** Begin Extracted records **

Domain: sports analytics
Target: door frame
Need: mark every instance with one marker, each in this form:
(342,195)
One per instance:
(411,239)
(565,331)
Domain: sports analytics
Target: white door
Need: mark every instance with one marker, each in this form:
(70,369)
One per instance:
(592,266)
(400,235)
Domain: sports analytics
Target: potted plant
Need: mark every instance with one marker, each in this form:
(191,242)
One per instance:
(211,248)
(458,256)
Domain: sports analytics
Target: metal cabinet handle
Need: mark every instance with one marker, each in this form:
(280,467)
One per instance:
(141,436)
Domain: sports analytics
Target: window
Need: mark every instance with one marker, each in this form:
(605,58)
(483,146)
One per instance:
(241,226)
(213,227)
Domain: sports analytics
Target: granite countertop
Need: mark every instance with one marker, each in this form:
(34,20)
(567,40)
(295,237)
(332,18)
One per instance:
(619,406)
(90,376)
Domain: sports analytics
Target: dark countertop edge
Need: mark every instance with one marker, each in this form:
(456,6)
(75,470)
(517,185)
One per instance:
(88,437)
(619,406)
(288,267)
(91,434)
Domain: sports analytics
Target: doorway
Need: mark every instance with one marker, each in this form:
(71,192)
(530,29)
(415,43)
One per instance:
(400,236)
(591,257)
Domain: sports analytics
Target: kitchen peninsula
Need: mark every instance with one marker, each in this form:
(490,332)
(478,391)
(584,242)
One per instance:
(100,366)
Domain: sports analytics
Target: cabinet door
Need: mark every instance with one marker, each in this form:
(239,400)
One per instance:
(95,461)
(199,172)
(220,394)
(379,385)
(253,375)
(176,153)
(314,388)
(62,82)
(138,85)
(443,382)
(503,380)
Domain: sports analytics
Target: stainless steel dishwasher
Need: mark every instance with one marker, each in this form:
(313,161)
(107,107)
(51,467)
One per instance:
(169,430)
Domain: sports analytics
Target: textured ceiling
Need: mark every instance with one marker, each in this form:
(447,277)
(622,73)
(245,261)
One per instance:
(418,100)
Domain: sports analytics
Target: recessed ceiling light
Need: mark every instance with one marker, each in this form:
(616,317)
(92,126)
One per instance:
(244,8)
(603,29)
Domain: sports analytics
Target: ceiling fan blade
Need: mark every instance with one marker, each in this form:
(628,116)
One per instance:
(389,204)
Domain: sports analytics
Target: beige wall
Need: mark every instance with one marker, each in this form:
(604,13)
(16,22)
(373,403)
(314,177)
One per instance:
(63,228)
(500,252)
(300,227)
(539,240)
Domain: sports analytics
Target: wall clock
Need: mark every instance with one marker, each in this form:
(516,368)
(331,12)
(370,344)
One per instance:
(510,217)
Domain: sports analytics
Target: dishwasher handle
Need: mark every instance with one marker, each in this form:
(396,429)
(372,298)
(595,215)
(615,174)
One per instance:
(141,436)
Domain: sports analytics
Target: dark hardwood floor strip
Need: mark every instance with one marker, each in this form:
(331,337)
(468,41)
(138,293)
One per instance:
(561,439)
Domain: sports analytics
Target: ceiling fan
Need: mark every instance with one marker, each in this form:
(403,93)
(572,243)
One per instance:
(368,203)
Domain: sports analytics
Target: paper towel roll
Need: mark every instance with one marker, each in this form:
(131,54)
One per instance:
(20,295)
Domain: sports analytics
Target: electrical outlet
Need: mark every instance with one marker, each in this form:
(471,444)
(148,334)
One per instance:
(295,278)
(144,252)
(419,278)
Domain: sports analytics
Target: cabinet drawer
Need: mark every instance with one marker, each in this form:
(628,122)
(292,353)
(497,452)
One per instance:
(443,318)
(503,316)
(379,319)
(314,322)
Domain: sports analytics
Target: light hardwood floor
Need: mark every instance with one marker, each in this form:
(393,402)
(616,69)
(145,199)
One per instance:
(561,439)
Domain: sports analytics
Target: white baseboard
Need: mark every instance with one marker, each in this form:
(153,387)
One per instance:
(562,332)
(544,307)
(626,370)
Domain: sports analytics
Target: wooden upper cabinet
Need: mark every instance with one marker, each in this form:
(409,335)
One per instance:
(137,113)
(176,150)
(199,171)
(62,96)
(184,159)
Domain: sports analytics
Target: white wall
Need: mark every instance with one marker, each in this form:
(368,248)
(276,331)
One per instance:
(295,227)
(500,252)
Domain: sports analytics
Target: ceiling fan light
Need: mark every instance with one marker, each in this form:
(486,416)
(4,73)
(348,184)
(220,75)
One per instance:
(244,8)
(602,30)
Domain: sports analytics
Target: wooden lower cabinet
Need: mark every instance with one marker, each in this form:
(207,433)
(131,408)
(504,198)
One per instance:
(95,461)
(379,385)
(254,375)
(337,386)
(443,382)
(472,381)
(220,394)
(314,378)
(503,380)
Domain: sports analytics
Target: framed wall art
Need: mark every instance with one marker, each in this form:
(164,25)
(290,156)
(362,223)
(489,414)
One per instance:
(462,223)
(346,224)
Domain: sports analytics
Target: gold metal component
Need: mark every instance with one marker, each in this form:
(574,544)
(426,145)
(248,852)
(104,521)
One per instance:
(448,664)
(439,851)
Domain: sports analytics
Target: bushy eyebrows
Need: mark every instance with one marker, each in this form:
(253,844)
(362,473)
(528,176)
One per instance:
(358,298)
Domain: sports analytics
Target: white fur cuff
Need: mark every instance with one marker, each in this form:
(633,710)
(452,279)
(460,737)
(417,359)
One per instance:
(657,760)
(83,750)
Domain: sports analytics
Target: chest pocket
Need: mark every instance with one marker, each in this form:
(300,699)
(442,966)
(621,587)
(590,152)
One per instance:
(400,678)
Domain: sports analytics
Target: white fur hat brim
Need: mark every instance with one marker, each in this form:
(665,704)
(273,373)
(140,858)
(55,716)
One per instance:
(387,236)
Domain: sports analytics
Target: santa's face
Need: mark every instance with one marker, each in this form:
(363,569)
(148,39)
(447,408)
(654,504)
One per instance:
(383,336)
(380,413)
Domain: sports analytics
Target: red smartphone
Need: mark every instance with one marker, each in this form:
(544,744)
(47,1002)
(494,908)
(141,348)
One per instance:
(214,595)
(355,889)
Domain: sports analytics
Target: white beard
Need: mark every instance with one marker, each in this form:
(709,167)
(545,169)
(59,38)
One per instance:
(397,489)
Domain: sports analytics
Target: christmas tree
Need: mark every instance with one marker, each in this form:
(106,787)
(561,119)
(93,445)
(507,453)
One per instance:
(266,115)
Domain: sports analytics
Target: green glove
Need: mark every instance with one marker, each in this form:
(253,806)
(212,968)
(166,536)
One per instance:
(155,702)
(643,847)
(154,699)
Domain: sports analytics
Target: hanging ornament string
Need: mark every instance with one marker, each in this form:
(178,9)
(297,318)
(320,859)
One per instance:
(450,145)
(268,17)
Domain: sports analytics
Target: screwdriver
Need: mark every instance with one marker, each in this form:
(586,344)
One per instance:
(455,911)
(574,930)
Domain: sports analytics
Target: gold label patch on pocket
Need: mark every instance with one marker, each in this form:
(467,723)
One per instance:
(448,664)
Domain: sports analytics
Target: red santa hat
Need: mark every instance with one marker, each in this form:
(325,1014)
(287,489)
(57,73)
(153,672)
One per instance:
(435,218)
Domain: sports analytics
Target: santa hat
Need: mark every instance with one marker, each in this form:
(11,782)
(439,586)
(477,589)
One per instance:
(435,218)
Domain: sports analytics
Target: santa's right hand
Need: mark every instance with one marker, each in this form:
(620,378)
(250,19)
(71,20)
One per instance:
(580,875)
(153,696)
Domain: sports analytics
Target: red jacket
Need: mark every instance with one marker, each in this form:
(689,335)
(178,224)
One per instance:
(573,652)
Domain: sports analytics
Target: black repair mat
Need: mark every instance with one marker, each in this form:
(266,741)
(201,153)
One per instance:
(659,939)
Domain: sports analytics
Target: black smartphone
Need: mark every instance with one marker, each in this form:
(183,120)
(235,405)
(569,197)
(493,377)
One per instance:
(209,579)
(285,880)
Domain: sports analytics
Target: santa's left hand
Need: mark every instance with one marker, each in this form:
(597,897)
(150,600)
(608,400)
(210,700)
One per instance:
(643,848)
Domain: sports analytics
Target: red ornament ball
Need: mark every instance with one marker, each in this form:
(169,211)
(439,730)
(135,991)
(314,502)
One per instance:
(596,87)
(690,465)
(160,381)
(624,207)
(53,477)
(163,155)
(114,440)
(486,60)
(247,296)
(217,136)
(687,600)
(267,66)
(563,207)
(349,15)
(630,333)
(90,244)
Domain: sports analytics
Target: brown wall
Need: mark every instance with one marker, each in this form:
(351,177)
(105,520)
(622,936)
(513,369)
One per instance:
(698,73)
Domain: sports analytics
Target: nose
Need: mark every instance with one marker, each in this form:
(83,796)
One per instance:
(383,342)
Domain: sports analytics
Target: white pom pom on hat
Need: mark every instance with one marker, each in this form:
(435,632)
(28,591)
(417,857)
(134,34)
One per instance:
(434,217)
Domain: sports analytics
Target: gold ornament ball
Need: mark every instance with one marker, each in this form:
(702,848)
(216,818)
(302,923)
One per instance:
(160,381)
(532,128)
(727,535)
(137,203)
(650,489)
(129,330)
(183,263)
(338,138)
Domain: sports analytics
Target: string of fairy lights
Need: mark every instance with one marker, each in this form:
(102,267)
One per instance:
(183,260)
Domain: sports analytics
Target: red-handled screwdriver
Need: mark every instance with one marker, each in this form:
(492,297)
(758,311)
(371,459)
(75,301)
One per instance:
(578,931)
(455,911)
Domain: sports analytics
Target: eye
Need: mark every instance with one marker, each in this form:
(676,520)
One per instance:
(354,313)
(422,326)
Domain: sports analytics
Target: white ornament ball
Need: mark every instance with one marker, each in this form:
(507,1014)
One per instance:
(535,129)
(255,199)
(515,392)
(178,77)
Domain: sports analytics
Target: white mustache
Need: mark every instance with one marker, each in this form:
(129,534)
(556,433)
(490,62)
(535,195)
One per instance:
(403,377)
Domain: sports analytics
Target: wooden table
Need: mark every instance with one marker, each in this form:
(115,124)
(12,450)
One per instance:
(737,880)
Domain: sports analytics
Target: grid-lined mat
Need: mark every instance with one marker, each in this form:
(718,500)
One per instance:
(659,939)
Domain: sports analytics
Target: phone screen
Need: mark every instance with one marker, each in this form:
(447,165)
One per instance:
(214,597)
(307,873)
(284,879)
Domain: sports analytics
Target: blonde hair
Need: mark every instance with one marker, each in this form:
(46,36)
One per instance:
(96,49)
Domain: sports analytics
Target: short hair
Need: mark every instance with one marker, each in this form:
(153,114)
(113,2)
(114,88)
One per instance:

** End Extracted records **

Set problem: Select every line above that contains the word "hardwood".

Output for this exercise:
Target: dark hardwood floor strip
Target: light hardwood floor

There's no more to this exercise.